* [What to work on]:
Leaving out any pictures, print the entries that follow exactly as they stand.

Collection entries:
----

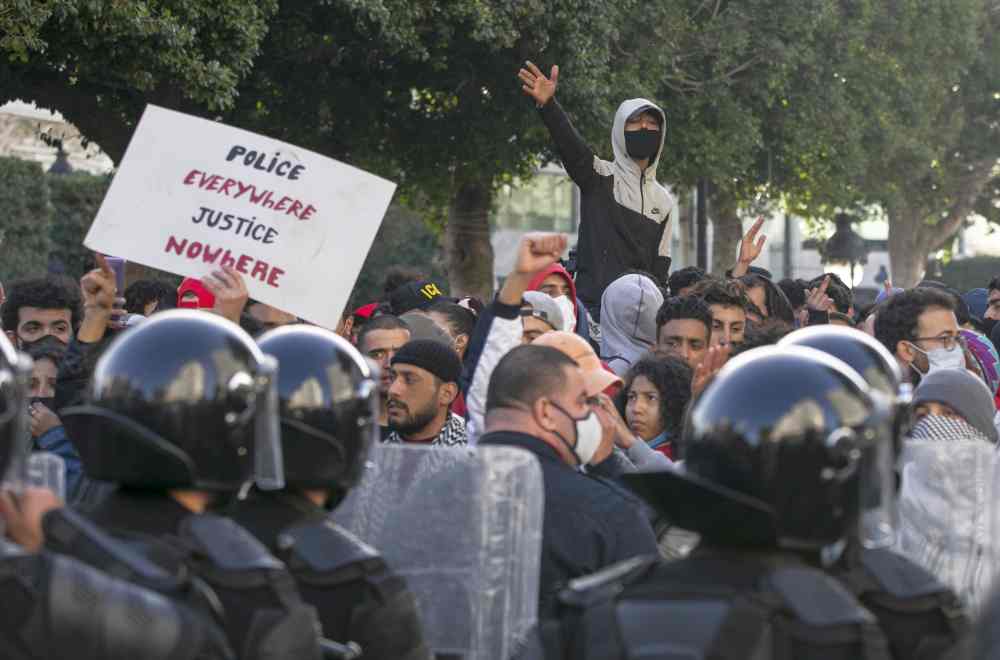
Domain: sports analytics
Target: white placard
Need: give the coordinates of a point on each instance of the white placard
(190, 194)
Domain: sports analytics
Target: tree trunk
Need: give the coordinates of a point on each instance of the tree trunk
(908, 249)
(727, 230)
(469, 253)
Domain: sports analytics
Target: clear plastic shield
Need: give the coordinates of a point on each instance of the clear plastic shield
(464, 527)
(948, 513)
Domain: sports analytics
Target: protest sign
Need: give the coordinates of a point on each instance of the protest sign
(191, 195)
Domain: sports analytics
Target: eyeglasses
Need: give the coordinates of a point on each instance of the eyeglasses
(948, 341)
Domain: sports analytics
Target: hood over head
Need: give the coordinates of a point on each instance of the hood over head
(628, 320)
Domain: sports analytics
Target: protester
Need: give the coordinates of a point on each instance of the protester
(628, 320)
(948, 468)
(624, 212)
(556, 282)
(41, 307)
(425, 375)
(145, 297)
(380, 339)
(269, 317)
(753, 488)
(501, 326)
(325, 397)
(919, 327)
(728, 303)
(684, 328)
(456, 320)
(768, 299)
(538, 400)
(655, 398)
(540, 314)
(681, 281)
(411, 296)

----

* [Answer box]:
Domain: sports analytics
Target: white placard
Need: give the coordinates of a point on each instance of the white placard
(190, 194)
Domain: sports analytics
Target: tree trunk
Need: give the coordinates of a point on each instance of the tree trunk
(908, 249)
(727, 230)
(469, 253)
Domain: sports analytics
Target: clear plastic shield
Need: give the coordinates of a point on each instance of the clear plastic shield
(464, 527)
(948, 513)
Domain: sports analytics
Target: protest sign
Need: give the coordinates of a point on each instance of the protest sign
(191, 195)
Domain: sports analytics
Target: eyeglasses
Need: give the coordinates of a point on each instance of the eyeglasses
(948, 341)
Domain: sports analytics
Target: hood over head
Need: give the coordinates of a point on each instance of the hood over head
(628, 320)
Domain: sports analytics
Target: protester
Need: give the coordinates of a point on each instance of the protester
(628, 320)
(948, 468)
(624, 212)
(556, 282)
(41, 307)
(425, 375)
(145, 297)
(380, 339)
(269, 317)
(753, 488)
(501, 326)
(325, 397)
(919, 327)
(728, 303)
(684, 328)
(456, 320)
(768, 299)
(538, 400)
(655, 398)
(540, 314)
(681, 281)
(411, 296)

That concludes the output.